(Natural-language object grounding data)

>>>

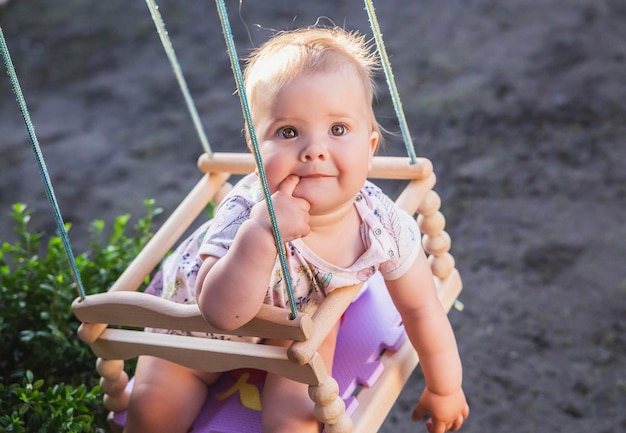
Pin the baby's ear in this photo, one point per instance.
(374, 137)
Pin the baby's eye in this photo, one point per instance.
(288, 132)
(338, 130)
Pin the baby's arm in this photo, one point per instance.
(230, 290)
(431, 334)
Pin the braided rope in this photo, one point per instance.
(8, 63)
(391, 83)
(234, 62)
(171, 55)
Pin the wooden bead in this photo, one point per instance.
(325, 393)
(343, 425)
(438, 244)
(330, 413)
(442, 265)
(430, 204)
(117, 403)
(109, 368)
(221, 193)
(115, 386)
(432, 224)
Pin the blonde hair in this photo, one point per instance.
(289, 54)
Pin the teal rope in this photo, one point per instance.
(234, 61)
(393, 90)
(171, 55)
(8, 63)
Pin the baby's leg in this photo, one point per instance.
(287, 406)
(166, 397)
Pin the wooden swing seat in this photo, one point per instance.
(123, 306)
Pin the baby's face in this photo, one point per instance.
(319, 127)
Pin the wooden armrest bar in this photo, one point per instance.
(383, 167)
(324, 319)
(138, 309)
(199, 353)
(164, 239)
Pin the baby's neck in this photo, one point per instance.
(336, 237)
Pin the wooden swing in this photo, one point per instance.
(123, 306)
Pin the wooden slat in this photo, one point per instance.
(164, 239)
(143, 310)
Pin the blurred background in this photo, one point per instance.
(518, 103)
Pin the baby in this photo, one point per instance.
(310, 92)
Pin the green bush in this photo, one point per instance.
(38, 328)
(31, 408)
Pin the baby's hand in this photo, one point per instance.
(292, 213)
(447, 412)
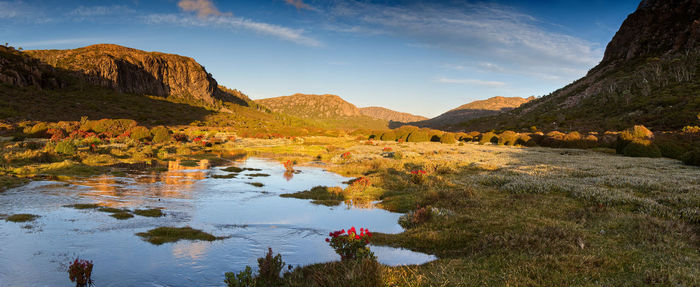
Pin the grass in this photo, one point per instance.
(22, 217)
(122, 215)
(162, 235)
(153, 212)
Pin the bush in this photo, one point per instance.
(388, 136)
(448, 138)
(139, 133)
(508, 138)
(418, 136)
(487, 137)
(641, 148)
(161, 134)
(65, 147)
(692, 157)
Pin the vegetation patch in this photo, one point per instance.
(162, 235)
(22, 217)
(153, 212)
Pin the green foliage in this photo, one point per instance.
(161, 135)
(487, 137)
(448, 138)
(65, 147)
(419, 136)
(139, 133)
(641, 148)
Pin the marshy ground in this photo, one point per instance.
(493, 215)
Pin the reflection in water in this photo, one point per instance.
(252, 219)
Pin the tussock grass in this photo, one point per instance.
(22, 217)
(162, 235)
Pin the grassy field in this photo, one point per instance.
(493, 215)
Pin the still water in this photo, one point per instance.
(252, 218)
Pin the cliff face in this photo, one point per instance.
(390, 115)
(655, 28)
(139, 72)
(650, 75)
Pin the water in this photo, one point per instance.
(253, 219)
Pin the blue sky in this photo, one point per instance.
(422, 57)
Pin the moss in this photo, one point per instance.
(162, 235)
(258, 174)
(256, 184)
(320, 195)
(153, 212)
(122, 215)
(22, 217)
(83, 206)
(641, 148)
(448, 138)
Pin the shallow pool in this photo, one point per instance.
(252, 218)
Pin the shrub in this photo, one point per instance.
(692, 157)
(388, 136)
(139, 133)
(448, 138)
(351, 245)
(487, 137)
(641, 148)
(65, 147)
(418, 136)
(161, 134)
(80, 272)
(508, 138)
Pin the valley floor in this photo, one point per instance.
(493, 215)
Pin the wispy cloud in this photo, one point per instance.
(231, 22)
(471, 82)
(489, 32)
(203, 8)
(299, 4)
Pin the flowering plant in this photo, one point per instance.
(361, 183)
(351, 245)
(418, 176)
(289, 165)
(80, 272)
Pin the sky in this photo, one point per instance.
(421, 57)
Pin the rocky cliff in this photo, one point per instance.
(650, 75)
(134, 71)
(390, 115)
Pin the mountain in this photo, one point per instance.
(152, 88)
(650, 75)
(133, 71)
(390, 115)
(473, 110)
(324, 110)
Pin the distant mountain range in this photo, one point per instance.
(473, 110)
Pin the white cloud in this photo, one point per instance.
(203, 8)
(471, 82)
(224, 21)
(481, 32)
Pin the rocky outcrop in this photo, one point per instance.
(657, 27)
(473, 110)
(134, 71)
(390, 115)
(18, 70)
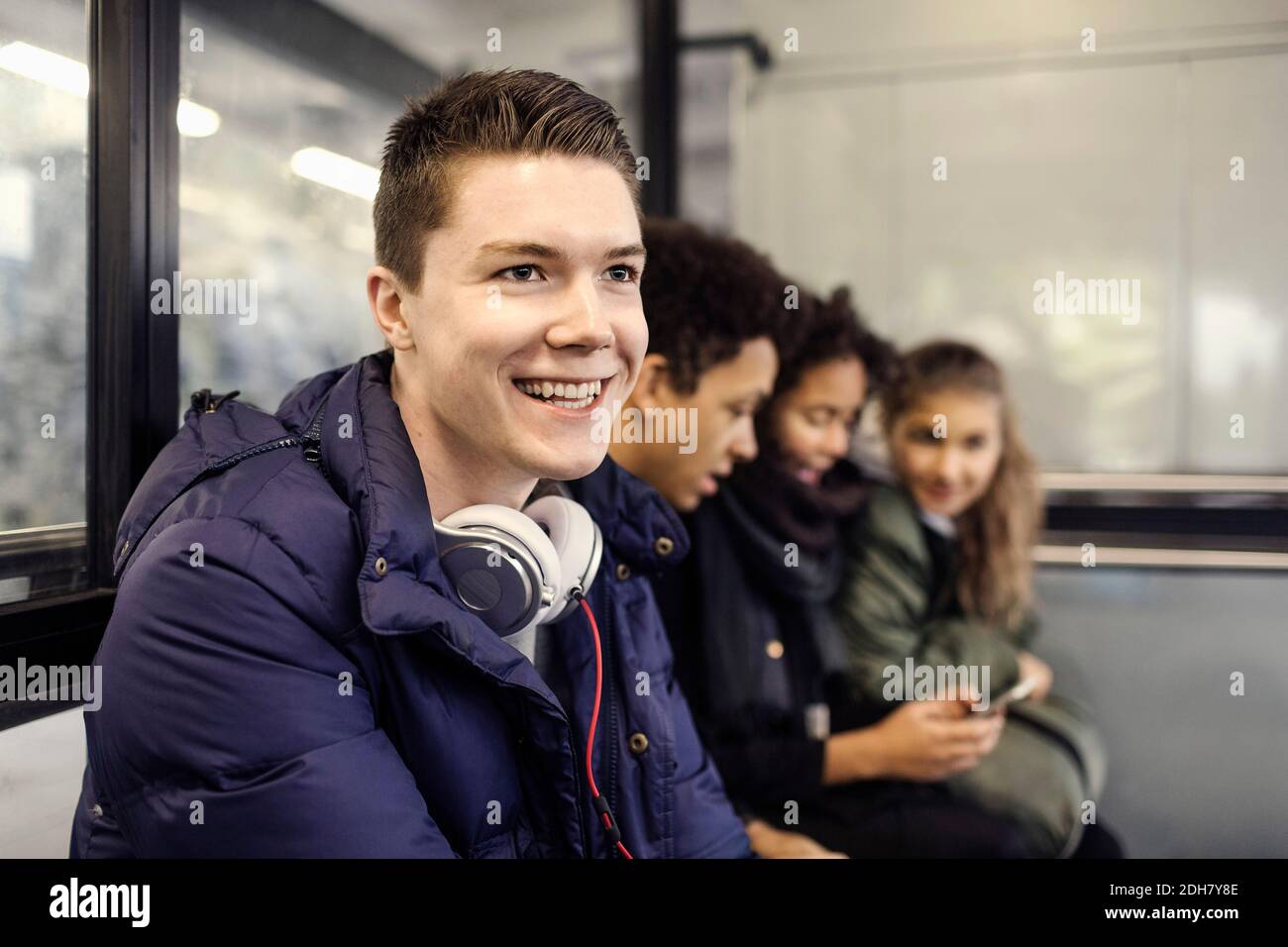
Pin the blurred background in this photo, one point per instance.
(936, 157)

<<<

*Problem details*:
What you give back must match the entries exactly, apart from the omitted pictures.

*Task result*:
Pin the baby's ear in this photo, one point per instance.
(374, 137)
Pin the baby's eye in this photo, one point per instance.
(288, 132)
(338, 130)
Pin the baby's arm in this photo, one point per instance.
(230, 290)
(431, 334)
Pin the braided rope in this photo, one point per instance.
(8, 63)
(391, 83)
(234, 62)
(171, 55)
Pin the wooden bead in this photo, one point per instance.
(325, 393)
(343, 425)
(438, 244)
(330, 413)
(442, 265)
(430, 204)
(117, 403)
(109, 368)
(221, 193)
(115, 386)
(432, 224)
Pin the blonde hair in this photo, one point per instance.
(289, 54)
Pin the teal rope in this photo, one point per instance.
(234, 61)
(393, 90)
(171, 55)
(8, 63)
Pin the baby's leg in this photo, one point per instance.
(287, 406)
(166, 397)
Pin the wooden swing seat in this photo, one point per instance.
(123, 306)
Pin the baby's face in this photo, one point per instance.
(319, 127)
Pin the wooden armrest bar in this photo, one point per instance.
(383, 167)
(324, 319)
(138, 309)
(199, 353)
(164, 239)
Pin the baby's neck in this photo, one point per instance.
(336, 237)
Pin the wooden swing in this photo, one point per instance.
(123, 306)
Pin the wooden slat in this photo, one point per instance.
(164, 239)
(143, 310)
Pin the blurred background in this photo, one point per instance.
(518, 103)
Pin the baby in this photo, one point per instance.
(310, 92)
Pin the green bush in this photo, one point per instance.
(38, 328)
(31, 408)
Pin the baby's hand in this photo, one point per instance.
(292, 213)
(447, 412)
Pin the grass in this photo, one point per instance.
(22, 217)
(122, 215)
(162, 235)
(153, 212)
Pin the bush in this photo, one point per instance.
(388, 136)
(448, 138)
(139, 133)
(508, 138)
(418, 136)
(487, 137)
(641, 148)
(161, 134)
(65, 147)
(692, 157)
Pin the vegetation patch in this photo, one point per instance.
(162, 235)
(22, 217)
(153, 212)
Pin the green foliage in this photo, one point per instance.
(161, 135)
(487, 137)
(448, 138)
(65, 147)
(419, 136)
(139, 133)
(641, 148)
Pin the marshy ground in this photo, one point per instance.
(493, 215)
Pin the reflection in water in this photo, one point per instance.
(252, 219)
Pin the tussock grass in this photo, one point per instance.
(22, 217)
(162, 235)
Pin the grassy field in this photo, one point per instance.
(493, 215)
Pin the still water in this photo, one point per instance.
(252, 218)
Pin the cliff face in this photo, one point per instance.
(390, 115)
(655, 28)
(139, 72)
(650, 75)
Pin the water in this photo, one point per instance.
(253, 219)
Pin the blue sky in this photo, one point per instance.
(422, 57)
Pin the moss in this photo, one point per instance.
(162, 235)
(258, 174)
(256, 184)
(320, 195)
(153, 212)
(122, 215)
(22, 217)
(83, 206)
(641, 148)
(448, 138)
Pin the shallow pool in this photo, one point per instance.
(252, 218)
Pin the shrub in this photo, one point per instance.
(692, 157)
(388, 136)
(139, 133)
(448, 138)
(351, 245)
(487, 137)
(641, 148)
(65, 147)
(418, 136)
(161, 134)
(80, 272)
(508, 138)
Pin the valley floor in this photo, one point per instance.
(493, 215)
Pin the wispy cloud in this photo, one point per instance.
(231, 22)
(471, 82)
(489, 32)
(203, 8)
(299, 4)
Pin the flowering plant in this photo, one point per instance.
(361, 183)
(351, 245)
(418, 176)
(289, 165)
(80, 272)
Pin the sky in this photo, one point per instance.
(421, 57)
Pin the rocky cliff in this photo, one point per instance.
(650, 75)
(134, 71)
(390, 115)
Pin the mountain in this photo, one point per instance.
(152, 88)
(650, 75)
(133, 71)
(390, 115)
(473, 110)
(324, 110)
Pin the distant mountain range in this photo, one point per instance.
(473, 110)
Pin the white cloud in this photo, one point per instance.
(203, 8)
(471, 82)
(224, 21)
(481, 32)
Pin the rocky outcrop in this photo, one point per instance.
(657, 27)
(473, 110)
(134, 71)
(390, 115)
(18, 70)
Pin the blurred background in this photo, one point per instance.
(936, 157)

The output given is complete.